§ AS SUAS TAREFAS
**1)** Repita fielmente o trecho do texto em estudo que começa nas palavras que contêm "Caríssimos e" e termina em "um ao outro.".
**2)** Segundo o texto em estudo, em que campo de concentração Etty presenciava um "foco de sofrimento humano"?

§ TEXTO EM ESTUDO
────────────────
Caríssimos e
caríssimas,
Luísa Alvim* e Valentim
Gonçalves ** reflectiram connosco, durante um ano, até Junho passado, questões
essenciais da vida, através das cartas “De que mundo somos?” que foram
escrevendo um ao outro.
Relidas as suas cartas, reconhecemos-lhes
um traço comum: a urgência da esperança. De uma esperança actuante, de busca de
sentido… “Um novo céu e uma nova terra”.
Assim, propusemos-lhes novas
cartas, com novo mote – ESPERANÇA: caminho e horizonte – e que hoje
iniciamos com a “reflexão de arranque” que ambos solicitaram que fizéssemos. E
é de Etty Hillesum, a filha de casal judeu morta em Auschwitz, que recolhemos a inspiração, a
partir de uma questão, que já em plena deportação dos judeus, ela se coloca:
“Gostava muito de viver como os lírios do campo…” (ver ANEXO).
Com estima fraterna,
grão
de mostarda
Caríssima Luísa e caríssimo Valentim,
Etty Hillesum, no seu diário redigido durante
a inominável crueldade nazi, escreveu: “Gostava muito de viver como os lírios do campo. Se as pessoas entendessem
esta época, seriam capazes de aprender com ela a viver como os lírios do campo”
(1).
Etty estava absolutamente consciente
da situação de precariedade, não apenas material, mas sobretudo humana que
então se vivia. E apesar do que presenciava no campo de concentração de
Westerbork (Holanda) – um “foco de sofrimento humano” –, o
que a impelia era nunca perder o sentido de “como na realidade a vida é bela,
digna de ser vivida e justa, sim, justa”. Daí a urgência em desejar “viver como
os lírios do campo” e a ânsia de que os outros compreendessem “esta época”,
para que também fossem capazes de assim viver…
Em Westerbork, Etty empreendera um
despojamento absoluto – “ (…) foi lá, entre as barracas, repletas de gente
agitada e perseguida, que achei a confirmação para o meu amor por esta vida”.
────────────────
§ LISTAGEM DE DADOS
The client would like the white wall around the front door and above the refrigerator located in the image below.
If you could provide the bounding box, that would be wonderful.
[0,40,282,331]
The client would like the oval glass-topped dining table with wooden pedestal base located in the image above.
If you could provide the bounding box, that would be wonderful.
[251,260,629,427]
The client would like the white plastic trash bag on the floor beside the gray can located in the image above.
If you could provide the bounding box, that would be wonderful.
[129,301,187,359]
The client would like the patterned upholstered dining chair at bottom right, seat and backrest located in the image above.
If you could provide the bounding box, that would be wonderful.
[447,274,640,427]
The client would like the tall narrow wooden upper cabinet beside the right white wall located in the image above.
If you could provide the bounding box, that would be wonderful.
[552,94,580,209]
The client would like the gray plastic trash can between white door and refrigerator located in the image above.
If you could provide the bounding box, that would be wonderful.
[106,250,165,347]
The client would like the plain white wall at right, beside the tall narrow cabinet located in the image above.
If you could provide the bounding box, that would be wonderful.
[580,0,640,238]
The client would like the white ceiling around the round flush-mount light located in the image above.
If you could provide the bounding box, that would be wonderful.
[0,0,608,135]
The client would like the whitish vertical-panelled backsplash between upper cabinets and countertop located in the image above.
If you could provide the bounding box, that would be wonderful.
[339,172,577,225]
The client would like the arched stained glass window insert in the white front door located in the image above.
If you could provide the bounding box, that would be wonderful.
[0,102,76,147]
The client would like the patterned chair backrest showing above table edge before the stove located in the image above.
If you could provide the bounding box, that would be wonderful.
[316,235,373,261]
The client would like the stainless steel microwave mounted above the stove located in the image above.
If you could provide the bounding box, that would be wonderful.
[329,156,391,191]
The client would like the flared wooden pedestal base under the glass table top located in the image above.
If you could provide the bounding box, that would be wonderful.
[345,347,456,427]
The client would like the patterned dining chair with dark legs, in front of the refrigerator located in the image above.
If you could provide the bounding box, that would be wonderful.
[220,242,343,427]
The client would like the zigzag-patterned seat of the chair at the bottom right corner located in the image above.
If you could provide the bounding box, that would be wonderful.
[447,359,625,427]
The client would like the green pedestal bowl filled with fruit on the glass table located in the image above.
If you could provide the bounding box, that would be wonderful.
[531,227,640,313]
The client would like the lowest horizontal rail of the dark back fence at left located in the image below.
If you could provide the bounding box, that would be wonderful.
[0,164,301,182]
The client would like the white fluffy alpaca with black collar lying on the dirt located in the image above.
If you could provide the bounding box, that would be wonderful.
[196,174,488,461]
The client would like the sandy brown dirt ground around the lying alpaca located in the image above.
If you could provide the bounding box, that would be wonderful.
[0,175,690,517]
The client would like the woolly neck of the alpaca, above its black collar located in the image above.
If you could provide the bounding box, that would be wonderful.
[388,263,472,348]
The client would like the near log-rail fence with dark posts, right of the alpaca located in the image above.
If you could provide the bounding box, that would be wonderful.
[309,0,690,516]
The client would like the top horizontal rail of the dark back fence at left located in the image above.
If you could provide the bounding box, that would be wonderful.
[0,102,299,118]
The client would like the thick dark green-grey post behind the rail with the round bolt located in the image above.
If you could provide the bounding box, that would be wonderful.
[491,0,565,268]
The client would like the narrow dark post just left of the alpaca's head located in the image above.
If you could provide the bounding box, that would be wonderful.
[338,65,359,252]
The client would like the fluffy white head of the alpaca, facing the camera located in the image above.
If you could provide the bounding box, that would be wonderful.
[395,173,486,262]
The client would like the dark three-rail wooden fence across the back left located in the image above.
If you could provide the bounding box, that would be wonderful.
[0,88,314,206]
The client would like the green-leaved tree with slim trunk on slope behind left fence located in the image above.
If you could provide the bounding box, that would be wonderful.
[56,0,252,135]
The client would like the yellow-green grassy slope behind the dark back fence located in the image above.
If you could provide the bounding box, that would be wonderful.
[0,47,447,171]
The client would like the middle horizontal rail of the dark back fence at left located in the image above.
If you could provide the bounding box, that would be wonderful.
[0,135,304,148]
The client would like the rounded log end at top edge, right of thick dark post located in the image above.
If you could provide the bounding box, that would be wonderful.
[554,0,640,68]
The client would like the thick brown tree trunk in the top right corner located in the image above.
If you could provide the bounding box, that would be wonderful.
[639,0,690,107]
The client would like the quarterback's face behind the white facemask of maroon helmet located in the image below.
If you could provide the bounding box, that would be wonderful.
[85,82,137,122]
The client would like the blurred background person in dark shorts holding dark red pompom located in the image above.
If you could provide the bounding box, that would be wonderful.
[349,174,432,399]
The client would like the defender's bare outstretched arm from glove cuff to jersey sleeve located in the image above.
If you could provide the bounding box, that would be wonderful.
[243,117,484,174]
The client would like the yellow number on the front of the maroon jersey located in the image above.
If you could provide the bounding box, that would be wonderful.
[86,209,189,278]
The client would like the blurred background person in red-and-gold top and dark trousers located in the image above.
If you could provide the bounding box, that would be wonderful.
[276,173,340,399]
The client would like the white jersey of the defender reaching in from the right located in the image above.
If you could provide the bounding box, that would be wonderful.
────────────────
§ RESPOSTAS AOS EXERCÍCIOS
**1)**
Caríssimos e
caríssimas,
Luísa Alvim* e Valentim
Gonçalves ** reflectiram connosco, durante um ano, até Junho passado, questões
essenciais da vida, através das cartas “De que mundo somos?” que foram
escrevendo um ao outro.

**2)** No campo de concentração de Westerbork, na Holanda.